Kafka is a distributed, append-only commit log that acts as a high-throughput, fault-tolerant message broker and event stream. Data is organized into topics, each split into partitions stored durably on disk. Producers append to the end of a partition; consumers read at their own pace using an offset pointer. A consumer group is a logical subscriber: Kafka assigns each partition to exactly one consumer in the group, enabling parallel processing while guaranteeing ordered delivery within a partition. Add consumers to scale throughput (up to the number of partitions). Multiple independent consumer groups can each read the same topic from offset 0 — e.g., an analytics pipeline and a fraud detection service both consume the same payment events. Kafka retains messages by time or size, enabling replay.
Exactly-once means every message is processed exactly one time — neither dropped (at-most-once) nor duplicated (at-least-once). It is the hardest guarantee to achieve in distributed systems. Kafka achieves producer exactly-once via idempotent producers (each message has a sequence number; duplicates are detected and discarded by the broker) and transactional APIs (atomic writes across multiple partitions). End-to-end exactly-once (Kafka + consumer) requires the consumer to commit the Kafka offset and apply the side effect atomically — achievable with Kafka Streams' built-in transactional processing but hard in custom consumers. In practice, teams often implement at-least-once delivery and make consumers idempotent (detect and discard duplicate processing) rather than rely on exactly-once broker guarantees.
REST over HTTP/1.1 with JSON is human-readable, universally supported, and trivially debuggable with curl — ideal for public APIs, browser clients, and external integrations. gRPC uses HTTP/2 (multiplexing, header compression), Protocol Buffers (binary serialization ~5–10× smaller and faster than JSON), and generates strongly-typed client/server stubs from .proto files. For internal service-to-service calls, gRPC wins on throughput (lower CPU for serialization), latency (binary + HTTP/2), and contract enforcement (schema-first with backward-compatible evolution). gRPC supports streaming (unary, server-streaming, client-streaming, bidirectional). Drawbacks: harder to debug without tooling, less browser-native support (gRPC-Web bridges required), and steeper learning curve. Google, Netflix, and Uber use gRPC extensively for internal RPCs.
Cache invalidation across data centers is a well-known hard problem. Strategies: TTL-based invalidation accepts temporary staleness — set short TTLs (seconds to minutes) and let caches expire naturally; simple but data can be stale for the full TTL duration. Event-driven invalidation: when a write occurs, publish an invalidation event to Kafka; each DC's cache consumer deletes the affected key — near-real-time but adds complexity. Write-through with regional replication: the write path updates the cache in all DCs synchronously or via async replication. Facebook's Memcache paper describes "lease" tokens to handle thundering herds on invalidation: the first cache miss gets a lease token, others wait — preventing stampedes when a popular key expires. Redis Enterprise's Active-Active geo-distribution uses CRDTs to resolve conflicts.

Data for this exercise:
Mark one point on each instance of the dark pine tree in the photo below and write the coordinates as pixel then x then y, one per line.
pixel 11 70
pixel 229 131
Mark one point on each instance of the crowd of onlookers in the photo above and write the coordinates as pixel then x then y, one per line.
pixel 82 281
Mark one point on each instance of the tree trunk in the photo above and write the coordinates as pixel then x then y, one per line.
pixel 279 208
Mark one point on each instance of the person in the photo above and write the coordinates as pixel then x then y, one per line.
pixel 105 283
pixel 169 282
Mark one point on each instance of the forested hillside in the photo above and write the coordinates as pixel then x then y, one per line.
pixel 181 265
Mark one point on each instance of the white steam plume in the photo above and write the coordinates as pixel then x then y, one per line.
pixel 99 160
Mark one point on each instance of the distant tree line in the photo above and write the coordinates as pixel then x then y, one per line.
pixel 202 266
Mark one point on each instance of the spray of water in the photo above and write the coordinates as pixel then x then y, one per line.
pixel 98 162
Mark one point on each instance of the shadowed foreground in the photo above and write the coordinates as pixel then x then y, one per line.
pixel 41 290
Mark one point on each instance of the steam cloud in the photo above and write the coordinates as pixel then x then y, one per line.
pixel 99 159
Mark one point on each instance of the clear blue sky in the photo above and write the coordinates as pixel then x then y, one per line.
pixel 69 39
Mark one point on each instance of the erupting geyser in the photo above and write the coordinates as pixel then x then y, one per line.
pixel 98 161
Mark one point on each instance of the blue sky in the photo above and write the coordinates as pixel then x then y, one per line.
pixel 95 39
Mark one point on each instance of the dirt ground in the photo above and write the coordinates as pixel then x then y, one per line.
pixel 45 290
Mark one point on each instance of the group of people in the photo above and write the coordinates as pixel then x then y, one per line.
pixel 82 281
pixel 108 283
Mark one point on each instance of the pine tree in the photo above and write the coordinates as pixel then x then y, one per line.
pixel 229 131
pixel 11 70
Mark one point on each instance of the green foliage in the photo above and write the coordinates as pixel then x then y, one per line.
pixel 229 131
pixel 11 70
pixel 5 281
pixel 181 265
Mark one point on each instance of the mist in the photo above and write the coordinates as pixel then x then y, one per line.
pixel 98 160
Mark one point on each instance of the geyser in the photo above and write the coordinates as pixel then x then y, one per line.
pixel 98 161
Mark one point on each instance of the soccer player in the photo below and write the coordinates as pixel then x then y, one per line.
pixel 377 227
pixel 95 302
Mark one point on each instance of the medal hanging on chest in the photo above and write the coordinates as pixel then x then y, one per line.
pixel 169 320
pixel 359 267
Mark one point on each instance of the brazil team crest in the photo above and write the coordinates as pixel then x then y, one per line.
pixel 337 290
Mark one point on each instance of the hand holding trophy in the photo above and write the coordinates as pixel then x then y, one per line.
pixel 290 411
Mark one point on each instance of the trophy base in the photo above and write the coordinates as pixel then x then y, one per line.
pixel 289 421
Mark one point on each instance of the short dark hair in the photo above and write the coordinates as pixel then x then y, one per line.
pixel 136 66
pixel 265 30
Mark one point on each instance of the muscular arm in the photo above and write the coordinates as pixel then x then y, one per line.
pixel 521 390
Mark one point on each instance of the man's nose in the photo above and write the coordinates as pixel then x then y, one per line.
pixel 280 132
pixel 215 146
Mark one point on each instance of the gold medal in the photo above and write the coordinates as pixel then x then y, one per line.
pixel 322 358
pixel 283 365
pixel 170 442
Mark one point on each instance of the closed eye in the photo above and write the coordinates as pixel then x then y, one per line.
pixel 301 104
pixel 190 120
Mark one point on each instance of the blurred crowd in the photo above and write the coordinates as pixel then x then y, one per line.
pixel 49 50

Given instruction 1:
Reproduce the distributed systems text from "Exactly-once means every" up to and including "exactly-once broker guarantees.", renaming "sequence number" as "message ID".
Given instruction 2:
Write out the records from the line with "Mark one point on each instance of the brazil" up to and including the line with "pixel 290 411", character for character.

Problem solution 1:
Exactly-once means every message is processed exactly one time — neither dropped (at-most-once) nor duplicated (at-least-once). It is the hardest guarantee to achieve in distributed systems. Kafka achieves producer exactly-once via idempotent producers (each message has a message ID; duplicates are detected and discarded by the broker) and transactional APIs (atomic writes across multiple partitions). End-to-end exactly-once (Kafka + consumer) requires the consumer to commit the Kafka offset and apply the side effect atomically — achievable with Kafka Streams' built-in transactional processing but hard in custom consumers. In practice, teams often implement at-least-once delivery and make consumers idempotent (detect and discard duplicate processing) rather than rely on exactly-once broker guarantees.

Problem solution 2:
Mark one point on each instance of the brazil team crest in the photo above and write the coordinates as pixel then x then y, one per line.
pixel 337 290
Mark one point on each instance of the hand holding trophy in the photo above and write the coordinates as pixel then x then y, one per line.
pixel 290 411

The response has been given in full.